Arbeitsauftrag.
Beantworten Sie die folgenden Fragen anhand des Textes über Corona und Sprache:
(a) Wie viele Wörter der deutschen Sprache sind innerhalb der letzten Monate gebildet worden?
(b) Welchen Begriff nummerieren wir bereits?
(c) Worüber könnte man in der Außengastronomie zum Beispiel sprechen wollen?

Vorliegender Text.
* * *
Corona und Sprache

Von Ausgangssperre bis Zoomdinner: wie sich Corona auf unsere Sprache auswirkt.

Corona hat auch unsere Sprache infiziert: Innerhalb der letzten Monate sind viele hundert Wörter der deutschen Sprache gebildet worden, die unsere neue Lebensrealität mit Corona beschreiben. Und es kommen täglich neue hinzu.

Schreibmaschine auf einem Tisch

Impfdrängler oder Impftourist sind beispielsweise Begriffe unserer jüngeren Coronavergangenheit, andere wie Lockdown nummerieren wir hingegen bereits und das rätselhafte Wortgebilde Brückenlockdown wird es wahrscheinlich in die nächste Büttenrede schaffen. Bei anderen Begriffen ist es zu einer Bedeutungsverschiebung gekommen. Denn wer denkt bei AHA noch an Morten Harket, bei Epizentrum an ein Erdbeben, bei Drive-in an McNuggets oder bei Welle ans Surfen?

Coronamüde und tiefenerschöpft?

Sicherlich ist auch Ihr Wortschatz um einige Coronawörter reicher geworden. Vielleicht verbieten Sie es sich und Ihrer Kontaktperson mittlerweile sogar schon, die C-Wörter in den Mund zu nehmen. Weil Sie einfach mal wieder über etwas anderes sprechen wollen, wenn Sie einen Platz in der Außengastronomie ergattert haben … zum Beispiel über Ihren anstehenden Urlaub. Doch auch hier lauern die neuen Wortschöpfungen.
* * *
Datensatz.
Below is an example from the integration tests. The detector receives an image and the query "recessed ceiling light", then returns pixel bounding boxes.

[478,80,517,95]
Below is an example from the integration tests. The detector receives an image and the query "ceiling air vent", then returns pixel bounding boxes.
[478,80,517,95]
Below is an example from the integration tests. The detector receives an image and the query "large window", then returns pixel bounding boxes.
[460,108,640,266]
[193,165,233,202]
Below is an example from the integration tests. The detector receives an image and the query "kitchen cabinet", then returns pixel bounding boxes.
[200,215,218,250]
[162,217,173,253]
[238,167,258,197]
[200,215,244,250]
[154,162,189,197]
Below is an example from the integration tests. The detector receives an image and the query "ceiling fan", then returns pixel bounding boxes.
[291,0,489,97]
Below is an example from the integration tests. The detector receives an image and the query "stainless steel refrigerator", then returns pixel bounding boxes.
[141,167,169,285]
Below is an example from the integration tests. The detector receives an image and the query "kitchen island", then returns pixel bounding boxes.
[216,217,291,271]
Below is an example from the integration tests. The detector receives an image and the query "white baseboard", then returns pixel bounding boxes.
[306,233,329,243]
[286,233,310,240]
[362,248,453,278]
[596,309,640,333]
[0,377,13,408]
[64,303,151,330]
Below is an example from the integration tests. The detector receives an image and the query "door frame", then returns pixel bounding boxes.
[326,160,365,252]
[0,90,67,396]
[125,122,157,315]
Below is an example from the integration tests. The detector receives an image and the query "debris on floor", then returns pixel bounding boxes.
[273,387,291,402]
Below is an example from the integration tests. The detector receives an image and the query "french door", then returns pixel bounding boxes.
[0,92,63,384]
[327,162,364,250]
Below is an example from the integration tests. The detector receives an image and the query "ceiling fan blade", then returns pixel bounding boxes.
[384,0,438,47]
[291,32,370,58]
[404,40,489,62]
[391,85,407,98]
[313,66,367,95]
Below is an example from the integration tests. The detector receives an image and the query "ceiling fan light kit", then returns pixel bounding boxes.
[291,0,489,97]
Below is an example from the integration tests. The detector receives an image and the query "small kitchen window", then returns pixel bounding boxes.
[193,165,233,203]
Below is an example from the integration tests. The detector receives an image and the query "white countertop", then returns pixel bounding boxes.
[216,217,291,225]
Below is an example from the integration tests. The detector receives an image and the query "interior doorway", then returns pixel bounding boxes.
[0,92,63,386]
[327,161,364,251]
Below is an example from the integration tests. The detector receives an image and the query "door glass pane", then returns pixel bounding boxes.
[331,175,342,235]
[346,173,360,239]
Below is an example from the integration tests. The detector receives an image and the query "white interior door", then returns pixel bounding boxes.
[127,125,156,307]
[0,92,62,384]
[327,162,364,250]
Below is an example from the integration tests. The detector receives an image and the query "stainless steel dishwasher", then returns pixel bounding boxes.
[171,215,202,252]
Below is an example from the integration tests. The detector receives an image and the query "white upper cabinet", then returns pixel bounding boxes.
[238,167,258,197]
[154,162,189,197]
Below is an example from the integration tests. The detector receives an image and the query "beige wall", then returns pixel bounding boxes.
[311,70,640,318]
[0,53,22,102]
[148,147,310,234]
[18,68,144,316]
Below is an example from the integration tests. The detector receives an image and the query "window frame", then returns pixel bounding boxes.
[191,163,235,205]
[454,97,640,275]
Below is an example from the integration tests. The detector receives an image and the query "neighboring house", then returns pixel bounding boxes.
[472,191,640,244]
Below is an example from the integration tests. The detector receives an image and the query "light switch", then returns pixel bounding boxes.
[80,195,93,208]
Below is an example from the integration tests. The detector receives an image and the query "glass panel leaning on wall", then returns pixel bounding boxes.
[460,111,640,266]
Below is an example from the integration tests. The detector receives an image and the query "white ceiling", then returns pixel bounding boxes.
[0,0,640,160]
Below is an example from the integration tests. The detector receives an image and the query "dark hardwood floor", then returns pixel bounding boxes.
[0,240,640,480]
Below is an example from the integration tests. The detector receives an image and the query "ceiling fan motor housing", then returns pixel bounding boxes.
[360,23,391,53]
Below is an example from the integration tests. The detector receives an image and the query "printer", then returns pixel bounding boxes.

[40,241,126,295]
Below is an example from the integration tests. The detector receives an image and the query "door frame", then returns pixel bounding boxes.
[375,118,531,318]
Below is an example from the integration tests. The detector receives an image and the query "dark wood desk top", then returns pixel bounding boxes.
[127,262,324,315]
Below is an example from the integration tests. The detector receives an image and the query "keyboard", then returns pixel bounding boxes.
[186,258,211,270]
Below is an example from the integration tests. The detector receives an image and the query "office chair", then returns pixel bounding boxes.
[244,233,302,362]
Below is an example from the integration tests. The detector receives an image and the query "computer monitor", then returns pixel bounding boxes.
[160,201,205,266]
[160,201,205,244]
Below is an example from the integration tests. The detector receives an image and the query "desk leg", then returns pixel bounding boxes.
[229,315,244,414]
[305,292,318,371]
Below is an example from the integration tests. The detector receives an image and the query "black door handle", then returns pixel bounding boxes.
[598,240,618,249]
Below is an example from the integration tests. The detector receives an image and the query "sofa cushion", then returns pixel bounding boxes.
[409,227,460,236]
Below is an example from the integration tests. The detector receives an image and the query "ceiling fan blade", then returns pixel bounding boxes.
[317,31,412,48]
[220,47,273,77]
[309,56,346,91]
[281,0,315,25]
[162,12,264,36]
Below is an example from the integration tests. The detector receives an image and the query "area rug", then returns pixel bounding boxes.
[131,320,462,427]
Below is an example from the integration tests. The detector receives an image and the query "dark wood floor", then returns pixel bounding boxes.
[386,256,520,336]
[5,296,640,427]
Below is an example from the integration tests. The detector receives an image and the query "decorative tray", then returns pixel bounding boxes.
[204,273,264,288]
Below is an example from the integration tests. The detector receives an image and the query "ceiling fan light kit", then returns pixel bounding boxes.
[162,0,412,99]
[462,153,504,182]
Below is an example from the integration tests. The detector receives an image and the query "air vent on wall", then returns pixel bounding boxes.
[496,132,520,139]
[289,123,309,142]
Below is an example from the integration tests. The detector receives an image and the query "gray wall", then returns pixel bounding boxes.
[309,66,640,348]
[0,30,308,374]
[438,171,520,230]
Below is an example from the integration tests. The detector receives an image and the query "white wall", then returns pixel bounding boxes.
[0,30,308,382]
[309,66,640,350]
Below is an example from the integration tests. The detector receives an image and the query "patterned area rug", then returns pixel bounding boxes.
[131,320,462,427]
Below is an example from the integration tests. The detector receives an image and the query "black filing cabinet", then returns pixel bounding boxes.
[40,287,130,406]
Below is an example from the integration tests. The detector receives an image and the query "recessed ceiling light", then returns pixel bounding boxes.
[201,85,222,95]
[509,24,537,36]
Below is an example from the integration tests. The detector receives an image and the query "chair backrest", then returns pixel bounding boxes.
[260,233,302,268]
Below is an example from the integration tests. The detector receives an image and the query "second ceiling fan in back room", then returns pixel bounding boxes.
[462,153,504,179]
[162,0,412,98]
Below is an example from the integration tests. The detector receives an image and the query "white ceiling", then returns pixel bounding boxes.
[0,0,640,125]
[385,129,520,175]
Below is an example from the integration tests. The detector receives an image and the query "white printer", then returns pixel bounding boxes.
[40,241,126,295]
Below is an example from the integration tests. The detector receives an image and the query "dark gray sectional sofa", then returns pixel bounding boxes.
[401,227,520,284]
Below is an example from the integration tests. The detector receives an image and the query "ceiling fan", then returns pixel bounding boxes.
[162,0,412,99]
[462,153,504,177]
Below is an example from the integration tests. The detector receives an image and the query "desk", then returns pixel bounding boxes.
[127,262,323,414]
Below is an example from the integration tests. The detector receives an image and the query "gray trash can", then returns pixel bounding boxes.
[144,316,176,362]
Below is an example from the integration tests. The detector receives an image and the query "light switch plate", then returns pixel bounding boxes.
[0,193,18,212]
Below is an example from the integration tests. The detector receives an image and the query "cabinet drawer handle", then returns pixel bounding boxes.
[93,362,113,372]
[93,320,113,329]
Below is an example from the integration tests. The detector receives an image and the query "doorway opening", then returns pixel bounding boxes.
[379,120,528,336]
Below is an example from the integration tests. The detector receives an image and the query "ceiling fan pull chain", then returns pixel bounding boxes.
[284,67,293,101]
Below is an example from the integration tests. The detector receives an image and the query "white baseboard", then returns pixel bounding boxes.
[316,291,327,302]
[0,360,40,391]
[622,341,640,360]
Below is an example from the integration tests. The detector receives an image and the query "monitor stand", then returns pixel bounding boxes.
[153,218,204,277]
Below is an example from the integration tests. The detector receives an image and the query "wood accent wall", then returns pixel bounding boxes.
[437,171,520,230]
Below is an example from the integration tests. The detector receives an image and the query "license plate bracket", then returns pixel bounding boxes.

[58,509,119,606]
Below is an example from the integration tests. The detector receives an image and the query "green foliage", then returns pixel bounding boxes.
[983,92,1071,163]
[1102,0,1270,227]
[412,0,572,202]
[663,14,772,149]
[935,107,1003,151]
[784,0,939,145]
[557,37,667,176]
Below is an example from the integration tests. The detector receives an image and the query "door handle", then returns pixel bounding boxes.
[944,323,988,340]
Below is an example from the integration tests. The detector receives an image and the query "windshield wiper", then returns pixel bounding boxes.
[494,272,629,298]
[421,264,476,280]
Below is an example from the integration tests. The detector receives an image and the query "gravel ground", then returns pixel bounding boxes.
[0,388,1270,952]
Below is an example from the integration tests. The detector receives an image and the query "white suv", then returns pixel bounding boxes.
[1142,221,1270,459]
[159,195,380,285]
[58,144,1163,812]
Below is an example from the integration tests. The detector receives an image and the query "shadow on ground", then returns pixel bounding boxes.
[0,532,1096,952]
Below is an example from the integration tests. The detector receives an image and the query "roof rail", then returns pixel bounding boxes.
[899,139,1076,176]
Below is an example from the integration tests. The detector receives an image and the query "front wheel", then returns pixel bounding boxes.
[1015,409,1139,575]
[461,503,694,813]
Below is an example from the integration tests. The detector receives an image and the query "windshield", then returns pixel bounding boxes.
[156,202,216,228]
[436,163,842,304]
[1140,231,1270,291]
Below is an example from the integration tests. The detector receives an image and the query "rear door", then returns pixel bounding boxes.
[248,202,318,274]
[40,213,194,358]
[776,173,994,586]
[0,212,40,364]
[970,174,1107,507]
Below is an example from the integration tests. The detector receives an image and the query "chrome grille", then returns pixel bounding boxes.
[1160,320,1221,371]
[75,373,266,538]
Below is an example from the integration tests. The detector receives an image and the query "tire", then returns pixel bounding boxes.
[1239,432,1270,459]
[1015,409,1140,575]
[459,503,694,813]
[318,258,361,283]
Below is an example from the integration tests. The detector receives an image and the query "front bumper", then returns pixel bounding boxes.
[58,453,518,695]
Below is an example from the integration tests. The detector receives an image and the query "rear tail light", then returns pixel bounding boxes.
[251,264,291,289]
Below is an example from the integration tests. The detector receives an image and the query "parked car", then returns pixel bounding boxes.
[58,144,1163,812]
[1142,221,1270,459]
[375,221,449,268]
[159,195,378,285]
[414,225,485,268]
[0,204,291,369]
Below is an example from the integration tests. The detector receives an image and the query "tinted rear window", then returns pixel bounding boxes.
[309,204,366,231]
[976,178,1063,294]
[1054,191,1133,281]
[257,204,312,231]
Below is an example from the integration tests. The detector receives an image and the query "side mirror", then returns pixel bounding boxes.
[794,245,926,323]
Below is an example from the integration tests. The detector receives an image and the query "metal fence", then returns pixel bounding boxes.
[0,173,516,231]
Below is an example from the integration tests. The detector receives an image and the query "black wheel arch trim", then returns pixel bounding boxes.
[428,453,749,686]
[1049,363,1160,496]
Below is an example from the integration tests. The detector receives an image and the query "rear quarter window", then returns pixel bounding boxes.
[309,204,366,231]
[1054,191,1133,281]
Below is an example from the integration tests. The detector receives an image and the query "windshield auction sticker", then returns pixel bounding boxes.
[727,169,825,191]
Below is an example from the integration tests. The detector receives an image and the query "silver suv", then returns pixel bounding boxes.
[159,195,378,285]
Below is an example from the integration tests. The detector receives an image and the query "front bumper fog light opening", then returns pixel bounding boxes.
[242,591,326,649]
* * *
Ihre Lösung.
(a) Viele hundert Wörter
(b) Lockdown
(c) Über den anstehenden Urlaub